(Stored dataset items)
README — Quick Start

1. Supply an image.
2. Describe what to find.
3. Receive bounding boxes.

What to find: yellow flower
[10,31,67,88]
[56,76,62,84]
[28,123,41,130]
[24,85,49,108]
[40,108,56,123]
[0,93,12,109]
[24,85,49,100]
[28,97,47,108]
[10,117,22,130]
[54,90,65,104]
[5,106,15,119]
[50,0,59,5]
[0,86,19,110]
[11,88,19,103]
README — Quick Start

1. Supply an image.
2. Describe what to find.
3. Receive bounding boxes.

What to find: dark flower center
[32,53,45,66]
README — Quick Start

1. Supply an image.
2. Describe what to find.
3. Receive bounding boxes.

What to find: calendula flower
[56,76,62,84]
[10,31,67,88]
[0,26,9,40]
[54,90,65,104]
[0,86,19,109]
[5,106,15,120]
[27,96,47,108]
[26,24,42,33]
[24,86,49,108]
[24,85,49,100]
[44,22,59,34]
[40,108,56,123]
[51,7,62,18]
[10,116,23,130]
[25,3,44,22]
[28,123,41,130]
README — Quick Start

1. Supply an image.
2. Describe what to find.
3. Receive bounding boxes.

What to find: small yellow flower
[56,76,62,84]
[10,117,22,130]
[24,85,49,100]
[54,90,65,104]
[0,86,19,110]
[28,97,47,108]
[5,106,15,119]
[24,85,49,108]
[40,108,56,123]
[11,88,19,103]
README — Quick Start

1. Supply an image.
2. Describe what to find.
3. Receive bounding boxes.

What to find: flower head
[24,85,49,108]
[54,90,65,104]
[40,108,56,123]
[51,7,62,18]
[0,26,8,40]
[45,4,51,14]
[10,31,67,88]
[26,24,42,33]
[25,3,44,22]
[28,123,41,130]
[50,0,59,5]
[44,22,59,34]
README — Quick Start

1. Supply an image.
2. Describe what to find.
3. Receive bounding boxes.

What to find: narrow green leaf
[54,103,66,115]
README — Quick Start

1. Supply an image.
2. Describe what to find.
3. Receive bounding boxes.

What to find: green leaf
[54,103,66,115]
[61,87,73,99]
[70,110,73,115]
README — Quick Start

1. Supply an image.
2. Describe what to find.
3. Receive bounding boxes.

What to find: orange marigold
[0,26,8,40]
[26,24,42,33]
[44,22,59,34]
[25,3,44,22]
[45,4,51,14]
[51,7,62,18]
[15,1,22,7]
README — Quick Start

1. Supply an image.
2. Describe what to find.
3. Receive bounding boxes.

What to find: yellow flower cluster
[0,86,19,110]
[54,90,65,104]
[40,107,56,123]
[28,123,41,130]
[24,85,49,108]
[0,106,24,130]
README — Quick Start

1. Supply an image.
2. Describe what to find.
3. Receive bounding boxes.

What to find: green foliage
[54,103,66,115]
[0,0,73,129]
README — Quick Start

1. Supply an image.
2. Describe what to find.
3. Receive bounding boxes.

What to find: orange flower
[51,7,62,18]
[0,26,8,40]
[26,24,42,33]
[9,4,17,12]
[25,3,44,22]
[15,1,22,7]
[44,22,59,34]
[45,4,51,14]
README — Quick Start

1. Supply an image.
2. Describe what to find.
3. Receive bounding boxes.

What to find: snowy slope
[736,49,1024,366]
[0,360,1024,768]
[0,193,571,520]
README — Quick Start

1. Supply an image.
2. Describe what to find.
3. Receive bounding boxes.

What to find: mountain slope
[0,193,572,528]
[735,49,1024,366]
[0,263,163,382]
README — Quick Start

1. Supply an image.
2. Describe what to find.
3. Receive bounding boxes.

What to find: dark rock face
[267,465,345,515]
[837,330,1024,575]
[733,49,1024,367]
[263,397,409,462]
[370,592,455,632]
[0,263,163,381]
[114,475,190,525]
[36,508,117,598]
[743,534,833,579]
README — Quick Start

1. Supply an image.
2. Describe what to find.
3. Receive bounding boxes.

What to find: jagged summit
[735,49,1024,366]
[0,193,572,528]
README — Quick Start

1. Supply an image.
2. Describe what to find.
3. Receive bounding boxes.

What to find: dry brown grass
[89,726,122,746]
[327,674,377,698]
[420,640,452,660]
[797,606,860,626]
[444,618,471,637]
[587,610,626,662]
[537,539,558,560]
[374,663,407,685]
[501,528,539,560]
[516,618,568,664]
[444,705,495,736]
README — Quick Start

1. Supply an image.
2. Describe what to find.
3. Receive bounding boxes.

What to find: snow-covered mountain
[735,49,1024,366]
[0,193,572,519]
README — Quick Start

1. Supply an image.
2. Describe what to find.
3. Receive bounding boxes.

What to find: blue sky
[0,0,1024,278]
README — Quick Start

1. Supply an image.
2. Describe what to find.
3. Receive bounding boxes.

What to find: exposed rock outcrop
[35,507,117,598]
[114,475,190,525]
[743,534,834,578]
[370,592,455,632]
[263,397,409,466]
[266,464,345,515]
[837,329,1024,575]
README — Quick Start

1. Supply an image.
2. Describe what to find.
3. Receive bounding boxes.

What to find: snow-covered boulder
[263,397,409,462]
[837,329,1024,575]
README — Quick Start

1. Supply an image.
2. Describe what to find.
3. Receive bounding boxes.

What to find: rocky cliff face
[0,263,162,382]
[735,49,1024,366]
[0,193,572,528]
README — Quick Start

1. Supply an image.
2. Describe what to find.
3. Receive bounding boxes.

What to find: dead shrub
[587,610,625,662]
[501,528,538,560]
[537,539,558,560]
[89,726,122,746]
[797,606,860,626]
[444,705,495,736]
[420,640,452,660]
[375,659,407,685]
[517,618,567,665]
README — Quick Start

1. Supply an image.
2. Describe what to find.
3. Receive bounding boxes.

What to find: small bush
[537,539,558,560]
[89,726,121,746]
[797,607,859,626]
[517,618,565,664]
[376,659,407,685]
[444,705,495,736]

What needs to be done:
How many lines in the entries above contain the string "dark"? Case counts, so give only the number.

Answer for this exercise:
2